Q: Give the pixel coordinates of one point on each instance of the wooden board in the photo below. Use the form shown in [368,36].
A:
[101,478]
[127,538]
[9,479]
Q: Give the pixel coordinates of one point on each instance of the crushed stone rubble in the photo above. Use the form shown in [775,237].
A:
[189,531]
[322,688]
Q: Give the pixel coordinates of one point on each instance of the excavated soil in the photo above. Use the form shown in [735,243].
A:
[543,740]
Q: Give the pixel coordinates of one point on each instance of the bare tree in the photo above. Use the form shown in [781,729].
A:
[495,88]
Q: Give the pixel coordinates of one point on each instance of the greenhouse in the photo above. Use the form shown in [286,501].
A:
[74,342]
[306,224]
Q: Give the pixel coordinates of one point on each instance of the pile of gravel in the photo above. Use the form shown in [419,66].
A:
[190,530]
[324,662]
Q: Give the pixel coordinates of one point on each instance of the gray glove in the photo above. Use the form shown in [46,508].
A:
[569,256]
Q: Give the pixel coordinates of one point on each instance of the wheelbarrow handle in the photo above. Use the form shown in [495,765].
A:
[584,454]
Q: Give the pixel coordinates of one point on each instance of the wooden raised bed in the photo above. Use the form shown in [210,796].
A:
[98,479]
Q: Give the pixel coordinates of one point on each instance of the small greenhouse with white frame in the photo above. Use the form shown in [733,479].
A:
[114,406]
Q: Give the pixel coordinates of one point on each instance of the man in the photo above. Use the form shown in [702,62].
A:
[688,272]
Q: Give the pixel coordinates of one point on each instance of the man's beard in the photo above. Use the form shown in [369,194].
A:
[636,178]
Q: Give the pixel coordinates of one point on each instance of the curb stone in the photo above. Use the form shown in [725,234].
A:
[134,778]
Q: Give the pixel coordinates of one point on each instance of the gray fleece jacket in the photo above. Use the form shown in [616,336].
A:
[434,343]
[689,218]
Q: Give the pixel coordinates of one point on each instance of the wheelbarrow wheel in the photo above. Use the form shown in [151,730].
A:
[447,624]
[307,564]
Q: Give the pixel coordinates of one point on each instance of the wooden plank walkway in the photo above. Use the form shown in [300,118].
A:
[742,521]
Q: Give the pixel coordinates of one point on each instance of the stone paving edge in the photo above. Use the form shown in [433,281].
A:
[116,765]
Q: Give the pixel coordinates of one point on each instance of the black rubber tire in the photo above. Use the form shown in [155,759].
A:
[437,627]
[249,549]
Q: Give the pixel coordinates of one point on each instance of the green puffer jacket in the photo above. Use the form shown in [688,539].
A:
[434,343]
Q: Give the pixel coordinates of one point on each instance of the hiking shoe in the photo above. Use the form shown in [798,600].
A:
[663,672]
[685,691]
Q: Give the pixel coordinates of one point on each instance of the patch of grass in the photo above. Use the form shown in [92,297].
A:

ACTION ITEM:
All of the data is to be transcribed exactly as written.

YOUR RESPONSE:
Q: Give the pixel coordinates of one point on each instance of the wooden board in the photo below. Use the form shown in [368,36].
A:
[101,478]
[127,538]
[9,479]
Q: Give the pixel coordinates of one point on each instance of the crushed stone rubble in the photo above. Use the form shown in [775,237].
A:
[189,531]
[322,688]
Q: Give the pixel coordinates of one point on each instance of the excavated soil in the photo above. Use the form shown in [735,243].
A:
[543,740]
Q: Give the pixel coordinates of one point on each instance of the bare tree in the photo above. Use the form shown in [781,729].
A:
[495,88]
Q: Give the pixel coordinates of one point on each instance of the greenhouse in the photo above. Use the form shown in [286,501].
A:
[74,342]
[306,224]
Q: Give the pixel coordinates of one point on each instance of the pile of gravel in the photo above. Use the form shown in [419,66].
A:
[190,530]
[324,662]
Q: Give the pixel coordinates of one point on each instance of the gray glove in the photo above. Use the form shown in [46,508].
A:
[569,256]
Q: Give the pixel coordinates of one point on each instance of the wheelbarrow handle in the photo above. Use the form shown in [495,765].
A:
[584,454]
Q: Give the pixel coordinates of one point on each instance of the wooden raised bed in the photo above. Use the form shown in [210,796].
A:
[98,479]
Q: Give the pixel coordinates of one point on each instance of the small greenhouse with white frame in the photo above. Use the form shown in [733,479].
A:
[114,406]
Q: Give the pixel coordinates of one point on each instance of the man in the photo above. Use the form shown in [702,62].
A:
[688,272]
Q: Give the pixel coordinates of one point on each instance of the man's beard in the photo above. Use the form shown in [369,194].
A:
[636,178]
Q: Give the pixel coordinates of one point on each instance of the curb stone in the photo above. Use the form shown in [725,234].
A:
[134,778]
Q: Give the pixel coordinates of one point on each instance of the gray fleece jacket in the photo above. Use the form shown in [616,336].
A:
[434,343]
[689,218]
Q: Give the pixel coordinates of one point on each instance of the wheelbarrow wheel in the photo above. Use the form shown in [151,730].
A:
[447,624]
[307,564]
Q: Give the pixel coordinates of one point on each instance of the wooden plank walkway in the photo above. Use the form shown in [300,118].
A:
[742,521]
Q: Give the pixel coordinates of one point on each instance of the stone paving edge in the photo above. Use the form shown in [433,281].
A:
[116,765]
Q: Give the pixel coordinates of one point on each instance of the black rubber tire in the photo above. Use the form shown in [155,759].
A:
[437,627]
[249,549]
Q: Give the pixel coordinates of one point on each instance of the green puffer jacket in the photo above. Use the form shown in [688,539].
A:
[434,343]
Q: Give the pixel coordinates of one point on each instance of the hiking shoe in the photo above. Use the form shown in [798,600].
A:
[663,672]
[685,691]
Q: Give the pixel coordinates of one point on each instance of the patch of grass in the photo above. Use the form shown in [92,297].
A:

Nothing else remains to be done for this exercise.